→ **Selection**
+ + + + +

The second of the two epistles given as readings for this Sunday, 1 Peter,  says that by the resurrection of Christ we are reborn into a living hope. But what is hope? By faith a person believes in Christ, and by charity a person loves Christ. What is left for hope to do, once faith and charity have done their work?

In the expectation of that triumphant loveliness, we can wait for that day with joy.

The reading from Acts says that after the resurrection the disciples ate their meals with exultation. That is not how we normally eat our meals, is it? When we eat, we are often anxious or sad. We worry about our weight, the healthiness of our food, the eating habits of our children, the cost of the meal, the unfriendliness of those around the table, or any of the many other things that are part of the stress of our days. What could possibly bring a person to eat his dinner with exultation?

But consider this. How would dinner go for a person who learned that he had won the lottery? Before the lottery check has come, of course, he has no more money than he did before he won the lottery. At the time of his dinner, while he is still waiting for the check, he is as poor as he always was. But he has won the lottery! And the check is in the mail. In the expectation of that check, he will certainly eat his dinner in exultation.

+ + + + +

→ **Dataset**
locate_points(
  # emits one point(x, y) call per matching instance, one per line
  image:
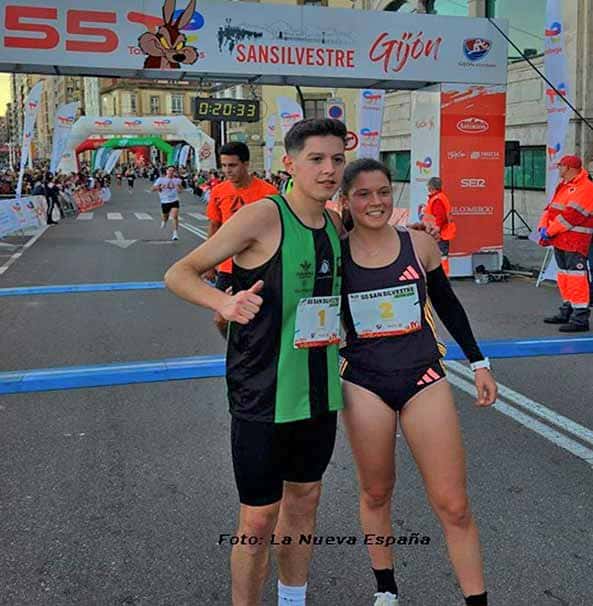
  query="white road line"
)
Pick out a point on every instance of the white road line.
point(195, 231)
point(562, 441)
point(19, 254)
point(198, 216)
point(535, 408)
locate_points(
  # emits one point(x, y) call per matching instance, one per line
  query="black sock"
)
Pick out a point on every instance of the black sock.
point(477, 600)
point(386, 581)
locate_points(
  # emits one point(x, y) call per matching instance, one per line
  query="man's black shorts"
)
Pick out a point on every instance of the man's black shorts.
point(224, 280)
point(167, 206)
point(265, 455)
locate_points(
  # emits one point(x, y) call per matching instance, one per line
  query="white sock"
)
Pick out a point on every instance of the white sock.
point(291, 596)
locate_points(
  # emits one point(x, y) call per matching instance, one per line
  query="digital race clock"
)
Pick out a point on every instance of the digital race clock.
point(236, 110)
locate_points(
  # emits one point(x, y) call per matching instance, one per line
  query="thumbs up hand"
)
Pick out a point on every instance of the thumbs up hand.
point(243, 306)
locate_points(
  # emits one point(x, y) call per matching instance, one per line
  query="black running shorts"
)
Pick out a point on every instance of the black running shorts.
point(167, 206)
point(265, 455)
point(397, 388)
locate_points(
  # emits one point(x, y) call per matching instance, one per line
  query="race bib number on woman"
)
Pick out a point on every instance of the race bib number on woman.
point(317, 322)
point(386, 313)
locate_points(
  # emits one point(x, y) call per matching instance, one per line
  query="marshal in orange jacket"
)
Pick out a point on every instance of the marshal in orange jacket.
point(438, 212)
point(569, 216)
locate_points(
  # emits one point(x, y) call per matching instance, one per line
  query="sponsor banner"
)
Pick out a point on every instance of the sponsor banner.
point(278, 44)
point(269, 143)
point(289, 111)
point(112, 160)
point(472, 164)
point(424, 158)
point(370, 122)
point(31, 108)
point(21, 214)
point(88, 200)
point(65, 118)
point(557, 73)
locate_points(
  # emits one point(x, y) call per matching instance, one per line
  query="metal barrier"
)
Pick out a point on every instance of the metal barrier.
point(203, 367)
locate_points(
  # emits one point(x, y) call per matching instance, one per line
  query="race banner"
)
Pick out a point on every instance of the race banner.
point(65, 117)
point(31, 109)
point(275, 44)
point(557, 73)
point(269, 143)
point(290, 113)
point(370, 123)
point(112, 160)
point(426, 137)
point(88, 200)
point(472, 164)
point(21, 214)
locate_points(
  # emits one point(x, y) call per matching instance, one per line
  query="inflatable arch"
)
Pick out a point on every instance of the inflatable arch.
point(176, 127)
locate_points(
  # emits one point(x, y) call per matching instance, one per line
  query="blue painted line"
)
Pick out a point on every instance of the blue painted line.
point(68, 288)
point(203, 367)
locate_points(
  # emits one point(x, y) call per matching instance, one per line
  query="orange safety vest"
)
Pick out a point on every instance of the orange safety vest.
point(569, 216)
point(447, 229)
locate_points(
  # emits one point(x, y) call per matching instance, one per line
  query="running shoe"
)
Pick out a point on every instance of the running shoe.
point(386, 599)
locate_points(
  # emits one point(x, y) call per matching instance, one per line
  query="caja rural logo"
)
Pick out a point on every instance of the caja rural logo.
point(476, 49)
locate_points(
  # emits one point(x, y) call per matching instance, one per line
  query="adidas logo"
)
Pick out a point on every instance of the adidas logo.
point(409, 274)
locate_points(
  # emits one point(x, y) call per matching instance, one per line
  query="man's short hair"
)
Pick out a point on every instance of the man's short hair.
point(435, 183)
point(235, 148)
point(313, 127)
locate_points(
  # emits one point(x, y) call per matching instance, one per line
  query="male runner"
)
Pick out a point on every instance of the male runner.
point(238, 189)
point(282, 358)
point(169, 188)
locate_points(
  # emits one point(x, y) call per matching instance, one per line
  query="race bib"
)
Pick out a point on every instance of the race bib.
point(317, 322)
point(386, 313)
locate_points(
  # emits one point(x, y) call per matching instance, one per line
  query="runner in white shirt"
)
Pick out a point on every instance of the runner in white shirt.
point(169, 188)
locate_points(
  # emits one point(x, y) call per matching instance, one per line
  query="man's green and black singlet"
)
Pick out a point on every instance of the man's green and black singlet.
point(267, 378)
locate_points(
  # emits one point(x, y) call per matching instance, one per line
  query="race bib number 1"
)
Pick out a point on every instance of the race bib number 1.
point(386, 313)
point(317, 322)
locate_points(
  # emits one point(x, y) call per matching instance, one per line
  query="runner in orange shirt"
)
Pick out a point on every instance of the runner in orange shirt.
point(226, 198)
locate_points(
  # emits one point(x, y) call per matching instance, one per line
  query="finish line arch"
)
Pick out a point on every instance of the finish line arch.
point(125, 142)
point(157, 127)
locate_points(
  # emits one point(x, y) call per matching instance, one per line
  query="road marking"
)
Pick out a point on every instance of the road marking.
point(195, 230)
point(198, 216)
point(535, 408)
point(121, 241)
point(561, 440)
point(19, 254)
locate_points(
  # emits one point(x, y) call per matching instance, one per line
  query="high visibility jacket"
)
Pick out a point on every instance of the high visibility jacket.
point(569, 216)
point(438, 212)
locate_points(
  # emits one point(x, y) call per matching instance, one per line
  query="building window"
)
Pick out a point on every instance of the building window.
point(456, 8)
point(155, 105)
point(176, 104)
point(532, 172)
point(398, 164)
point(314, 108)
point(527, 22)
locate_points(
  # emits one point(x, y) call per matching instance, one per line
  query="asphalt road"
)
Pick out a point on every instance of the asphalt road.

+ + + + +

→ **Stated task**
List each specific thing that the passage on hope says we worry about when we eat.

→ **Solution to the exercise**
- our weight
- the healthiness of our food
- the eating habits of our children
- the cost of the meal
- the unfriendliness of those around the table